TO DO
Copy out all of the records below, replacing each "Prove" with "Confirm" and leaving everything else as it is.

:::::

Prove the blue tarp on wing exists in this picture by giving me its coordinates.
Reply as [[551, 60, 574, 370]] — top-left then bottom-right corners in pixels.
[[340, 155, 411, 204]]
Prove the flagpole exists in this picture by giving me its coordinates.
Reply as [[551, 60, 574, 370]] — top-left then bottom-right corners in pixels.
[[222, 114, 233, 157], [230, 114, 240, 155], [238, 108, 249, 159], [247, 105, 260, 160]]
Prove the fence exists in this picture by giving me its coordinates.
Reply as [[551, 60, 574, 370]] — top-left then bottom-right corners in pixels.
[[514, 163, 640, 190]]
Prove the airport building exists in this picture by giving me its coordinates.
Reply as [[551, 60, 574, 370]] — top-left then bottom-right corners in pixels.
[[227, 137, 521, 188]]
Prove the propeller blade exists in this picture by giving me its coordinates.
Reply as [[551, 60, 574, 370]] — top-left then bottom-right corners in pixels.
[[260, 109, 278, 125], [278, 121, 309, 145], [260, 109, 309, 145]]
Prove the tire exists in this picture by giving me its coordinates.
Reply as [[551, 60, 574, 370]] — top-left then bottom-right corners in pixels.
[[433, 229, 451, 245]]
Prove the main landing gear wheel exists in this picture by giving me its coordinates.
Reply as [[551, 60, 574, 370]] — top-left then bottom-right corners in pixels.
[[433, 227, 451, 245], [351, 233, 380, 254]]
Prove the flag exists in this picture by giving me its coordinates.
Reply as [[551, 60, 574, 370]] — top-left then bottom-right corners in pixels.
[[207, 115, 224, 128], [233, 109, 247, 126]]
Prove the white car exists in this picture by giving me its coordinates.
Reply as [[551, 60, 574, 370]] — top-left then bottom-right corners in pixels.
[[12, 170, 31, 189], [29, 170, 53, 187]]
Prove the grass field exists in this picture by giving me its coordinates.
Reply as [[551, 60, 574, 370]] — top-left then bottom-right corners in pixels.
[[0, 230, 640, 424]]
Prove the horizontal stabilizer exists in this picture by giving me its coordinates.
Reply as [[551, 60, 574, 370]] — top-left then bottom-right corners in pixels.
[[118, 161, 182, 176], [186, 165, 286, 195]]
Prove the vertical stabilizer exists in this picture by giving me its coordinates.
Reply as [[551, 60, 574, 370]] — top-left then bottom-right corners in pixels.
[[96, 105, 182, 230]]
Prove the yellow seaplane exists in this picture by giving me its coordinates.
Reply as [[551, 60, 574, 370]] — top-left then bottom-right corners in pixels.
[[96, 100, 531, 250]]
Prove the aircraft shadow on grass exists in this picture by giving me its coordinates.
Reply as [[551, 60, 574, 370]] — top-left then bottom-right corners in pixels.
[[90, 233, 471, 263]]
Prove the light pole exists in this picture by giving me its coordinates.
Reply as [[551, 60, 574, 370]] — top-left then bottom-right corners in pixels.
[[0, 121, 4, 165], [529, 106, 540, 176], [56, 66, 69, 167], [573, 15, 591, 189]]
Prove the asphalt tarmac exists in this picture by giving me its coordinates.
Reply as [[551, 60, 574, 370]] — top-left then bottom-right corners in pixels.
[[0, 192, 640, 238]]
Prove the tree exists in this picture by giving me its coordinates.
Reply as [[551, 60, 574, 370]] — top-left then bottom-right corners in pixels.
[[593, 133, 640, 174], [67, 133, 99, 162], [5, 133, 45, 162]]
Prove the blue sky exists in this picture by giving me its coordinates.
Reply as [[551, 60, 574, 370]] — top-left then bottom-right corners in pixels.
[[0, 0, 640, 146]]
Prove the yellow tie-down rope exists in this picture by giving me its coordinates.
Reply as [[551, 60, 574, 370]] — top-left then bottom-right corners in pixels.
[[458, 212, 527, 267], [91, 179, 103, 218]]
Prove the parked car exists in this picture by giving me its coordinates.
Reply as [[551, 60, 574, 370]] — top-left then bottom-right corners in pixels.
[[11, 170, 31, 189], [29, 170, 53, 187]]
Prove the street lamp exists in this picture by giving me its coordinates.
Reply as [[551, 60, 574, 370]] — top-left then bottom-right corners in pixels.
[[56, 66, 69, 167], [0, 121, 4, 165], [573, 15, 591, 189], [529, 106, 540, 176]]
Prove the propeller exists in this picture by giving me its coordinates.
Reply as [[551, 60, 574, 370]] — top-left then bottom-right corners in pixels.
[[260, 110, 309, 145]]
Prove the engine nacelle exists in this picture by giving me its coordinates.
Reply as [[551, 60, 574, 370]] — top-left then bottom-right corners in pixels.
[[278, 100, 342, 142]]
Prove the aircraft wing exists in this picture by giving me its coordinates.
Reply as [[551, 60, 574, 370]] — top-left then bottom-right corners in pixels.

:::::

EXERCISE RESPONSE
Confirm the blue tarp on wing exists in this picture by giving me its coordinates.
Reply as [[551, 60, 574, 370]] — top-left then bottom-right corners in pixels.
[[340, 155, 411, 204]]
Confirm the flagpole exists in this picture by giving me its coordinates.
Reply as [[551, 60, 574, 370]] — top-left then bottom-right corners in pixels.
[[222, 114, 233, 157], [230, 114, 240, 155], [238, 108, 249, 159], [247, 105, 260, 160]]
Confirm the fence exists in this picture by giving me its coordinates.
Reply as [[551, 60, 574, 370]] — top-left then bottom-right corners in pixels.
[[514, 163, 640, 190]]
Confirm the airport building exists in this picture by giving me its coordinates.
Reply as [[551, 60, 574, 370]] — top-left then bottom-right corners in pixels.
[[227, 137, 521, 188]]
Confirm the propeller blade exists in this picture by giving me its coordinates.
Reply as [[551, 60, 574, 370]] — top-left then bottom-right corners in pixels.
[[260, 109, 278, 125], [278, 121, 309, 145], [260, 109, 309, 145]]
Confirm the tire exists in this picture by giving me its coordinates.
Reply as [[551, 60, 574, 370]] — top-left then bottom-right corners in pixels.
[[433, 229, 451, 245]]
Confirm the main landing gear wheel exists in this picture by giving me its coordinates.
Reply as [[551, 60, 574, 370]] — top-left then bottom-right corners in pixels.
[[433, 227, 451, 245], [351, 233, 380, 254]]
Confirm the flag exists in this picture by giving me its coordinates.
Reply as [[551, 60, 574, 370]] — top-left then bottom-right corners in pixels.
[[207, 115, 224, 128], [233, 109, 247, 126]]
Confirm the white car exists in this picture by giving me its coordinates.
Reply as [[551, 60, 574, 370]] — top-left then bottom-right corners in pixels.
[[12, 170, 31, 189], [29, 170, 53, 187]]
Confirm the grass field exists in this picture by giving me its coordinates.
Reply as [[551, 60, 574, 370]] — top-left then bottom-right corners in pixels.
[[0, 230, 640, 424]]
Confirm the horizontal stabilizer exists in this picture by giving me its coordinates.
Reply as [[551, 60, 574, 370]] — top-left then bottom-right corners in pixels.
[[118, 161, 182, 176], [186, 165, 286, 195]]
Confirm the vertical stabilizer exists in this picture by giving me its coordinates.
Reply as [[551, 60, 574, 370]] — top-left then bottom-right corners in pixels.
[[96, 105, 182, 230]]
Confirm the yellow seaplane exists in this picture by giving me its coordinates.
Reply as [[551, 60, 574, 370]] — top-left then bottom-right corners in pixels.
[[96, 100, 531, 250]]
Confirm the aircraft shadow on grass exists in this picture by giving me its coordinates.
Reply as [[551, 60, 574, 370]] — top-left then bottom-right corners in pixels.
[[90, 233, 471, 263]]
Confirm the light pole exists in this picture by giving me its coordinates.
Reply as [[551, 60, 574, 370]] — top-left then bottom-right corners in pixels.
[[0, 121, 4, 165], [529, 106, 540, 176], [56, 66, 69, 167], [573, 15, 591, 189]]
Confirm the asphalt tarmac exists in this picture by giving me its coordinates.
Reply as [[551, 60, 574, 370]] — top-left then bottom-right corners in pixels.
[[0, 192, 640, 238]]
Confirm the tree exists in this picture by giving me its coordinates.
Reply as [[551, 60, 574, 370]] — top-left then bottom-right corners in pixels.
[[593, 133, 640, 174], [67, 133, 99, 162], [5, 133, 45, 162]]
Confirm the blue sky exists in this picture by giving me its coordinates.
Reply as [[551, 60, 574, 370]] — top-left then bottom-right corners in pixels.
[[0, 0, 640, 146]]
Confirm the yellow tie-down rope exists in this picture by giving me its coordinates.
Reply as [[551, 60, 574, 370]] — top-left then bottom-right corners in pixels.
[[458, 212, 527, 267], [91, 179, 103, 218]]
Confirm the parked car exists in this picture by giving me its coordinates.
Reply as [[551, 60, 574, 370]] — top-left then bottom-right corners in pixels.
[[11, 170, 31, 189], [29, 170, 53, 187]]
Confirm the street lamp exists in this picture by giving me its coordinates.
Reply as [[551, 60, 574, 370]] — top-left then bottom-right corners in pixels.
[[56, 66, 69, 167], [0, 121, 4, 165], [573, 15, 591, 189], [529, 106, 540, 176]]
Confirm the propeller exists in this picture by giving me its coordinates.
Reply as [[551, 60, 574, 370]] — top-left then bottom-right corners in pixels.
[[260, 110, 309, 145]]
Confirm the engine nacelle exists in this picture by giving me its coordinates.
Reply as [[551, 60, 574, 370]] — top-left then bottom-right corners in pixels.
[[278, 100, 342, 142]]
Confirm the aircraft wing exists in this picture by giving me its coordinates.
Reply as [[551, 60, 574, 370]] — top-left then bottom-right corners in pixels.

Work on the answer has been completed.